Coordinate labeling data>
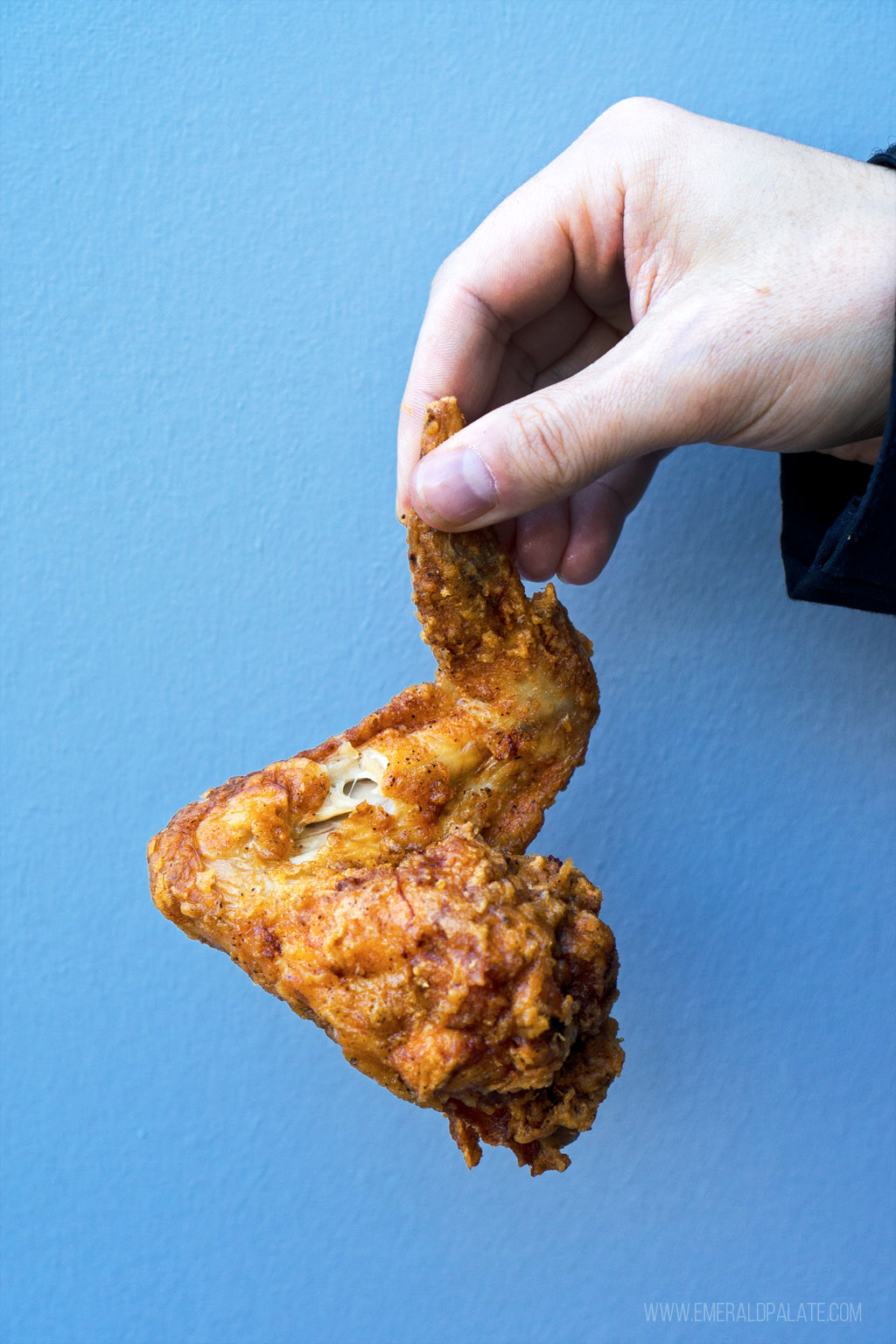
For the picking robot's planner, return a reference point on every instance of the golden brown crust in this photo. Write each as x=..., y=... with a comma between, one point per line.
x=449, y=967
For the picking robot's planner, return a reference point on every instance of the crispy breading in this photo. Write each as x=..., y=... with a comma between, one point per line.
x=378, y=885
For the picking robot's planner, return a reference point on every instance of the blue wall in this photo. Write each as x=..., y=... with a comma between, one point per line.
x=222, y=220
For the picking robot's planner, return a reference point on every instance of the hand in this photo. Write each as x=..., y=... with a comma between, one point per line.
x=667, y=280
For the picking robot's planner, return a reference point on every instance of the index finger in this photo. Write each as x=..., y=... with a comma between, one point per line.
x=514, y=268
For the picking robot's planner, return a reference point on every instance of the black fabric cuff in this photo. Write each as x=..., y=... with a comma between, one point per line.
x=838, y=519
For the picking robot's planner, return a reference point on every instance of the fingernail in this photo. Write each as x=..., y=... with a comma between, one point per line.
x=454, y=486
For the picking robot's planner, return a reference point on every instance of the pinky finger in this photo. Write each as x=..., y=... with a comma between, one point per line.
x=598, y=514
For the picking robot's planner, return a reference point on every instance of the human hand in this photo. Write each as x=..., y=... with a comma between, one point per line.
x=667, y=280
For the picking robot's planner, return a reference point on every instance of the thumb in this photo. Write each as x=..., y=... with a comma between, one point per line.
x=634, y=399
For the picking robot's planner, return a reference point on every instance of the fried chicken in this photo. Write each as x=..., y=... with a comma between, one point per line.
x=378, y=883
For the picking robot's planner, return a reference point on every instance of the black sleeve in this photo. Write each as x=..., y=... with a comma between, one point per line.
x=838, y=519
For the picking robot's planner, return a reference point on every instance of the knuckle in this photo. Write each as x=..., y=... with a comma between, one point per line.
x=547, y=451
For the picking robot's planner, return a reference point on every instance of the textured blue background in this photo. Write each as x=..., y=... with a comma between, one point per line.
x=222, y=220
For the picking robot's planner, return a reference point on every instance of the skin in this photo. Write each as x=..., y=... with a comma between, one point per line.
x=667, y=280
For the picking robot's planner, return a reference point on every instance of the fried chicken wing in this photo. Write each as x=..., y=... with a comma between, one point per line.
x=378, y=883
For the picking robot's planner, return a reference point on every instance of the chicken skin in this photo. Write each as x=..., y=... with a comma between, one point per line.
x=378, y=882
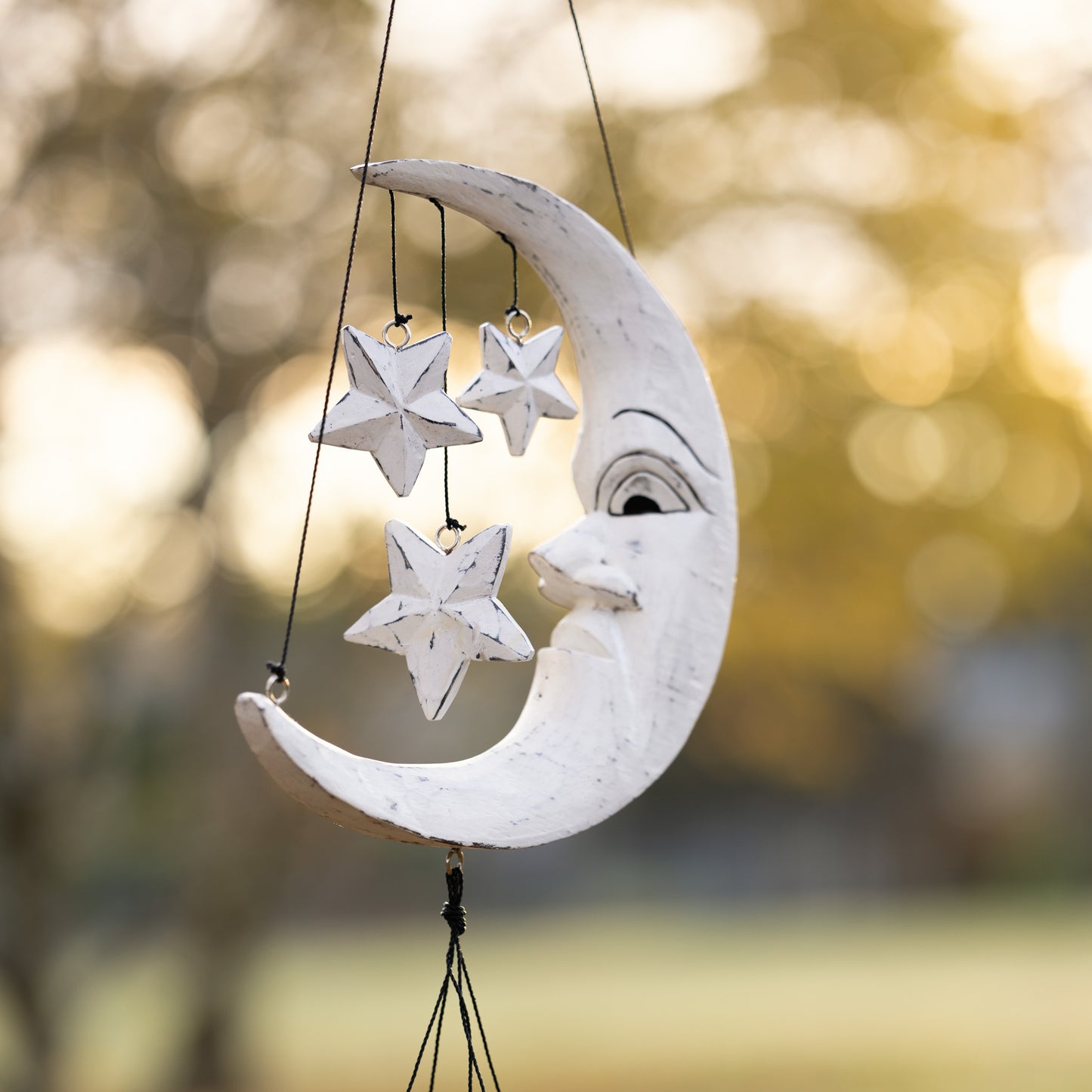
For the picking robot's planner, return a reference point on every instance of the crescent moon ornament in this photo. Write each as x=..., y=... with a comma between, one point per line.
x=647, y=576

Aim of the task>
Duplicate all of the data above line for line, without alteration, omitting the pictures from your answer.

Solved exercise>
For the picking robot's planner, return a reference point on every instance of the golden brown crust in this photo. Write each as x=..., y=... with a comma between, one point per line.
x=449, y=967
For the picking robot's planner, return a reference point on every instance of the crispy breading in this photo. Write each as x=..., y=... with a comma between, one point per line.
x=378, y=885
For the picking robot's planner, return a reference point on every instance of the blue wall in this photo. Write each as x=..., y=... with a comma between, one point per line.
x=222, y=220
For the picking robot's planner, return a reference point on every instance of the hand in this photo. Write each as x=..., y=... with a comma between, one point per line.
x=667, y=280
For the picking robot's planner, return a reference point on every instance of the index finger in this photo. Write each as x=..., y=... with a comma between, one point per line.
x=514, y=268
For the picking robot's planner, return a reference point on every instance of the black fabric cuff in this photo. Write each as x=..., y=... with a comma between, one point per line.
x=838, y=519
For the picking robot's planner, return a reference point on every instance of the fingernail in this photo. Write each as x=..., y=... with a comma between, one point per line.
x=454, y=486
For the picking robot's planner, return a reference point on every instance of the pinky finger in this photo. Write each as x=..., y=... with a comma between, one point per line.
x=598, y=514
For the picking robot's planner, return a reference point on every instance of the human hand in this photo. Write each as x=..., y=... with a comma between, one point per line.
x=667, y=280
For the picking robot's planner, return a reference point on every instance of the thumb in this photo. Write each as x=..., y=... with a comma between, one point per line.
x=634, y=399
For the picking robot's planner, return a reference point on every instance of the fried chicken in this photo. Write each as x=..., y=... with a comma between, one point per line.
x=378, y=883
For the picking robot's planner, return a reference point on every instance of the black sleeve in this photo. Write each as x=..., y=... with a comma between, one point per line.
x=838, y=519
For the picking robot's planner, return a reference point on every instance of the knuckle in this photo. Write each as x=..., y=... with a comma between, one point per line.
x=547, y=451
For the picking robot's planner, return a reference point on every instance of the textured blue background in this photo. Write each as x=..., y=... with a comma between, one point per line.
x=222, y=220
For the picking robot's planner, return a reference point on every instance of the skin in this photo. Write each as x=..., y=... with a comma between, one point per line.
x=667, y=280
For the picking robot's planner, return a reference point on every instance of the fried chicken wing in this photo. Write each as x=..., y=... with a comma between, one point per line.
x=378, y=883
For the picking robot's planner, return a reference point on every instance of the chicken skin in this photo. Write each as x=..., y=... with a comma between, one point per line.
x=378, y=882
For the picking robot's planner, return a reference point on every instance of the crescent moon ornament in this photo. Write each as x=..., y=... with a comma between, one point per line.
x=647, y=576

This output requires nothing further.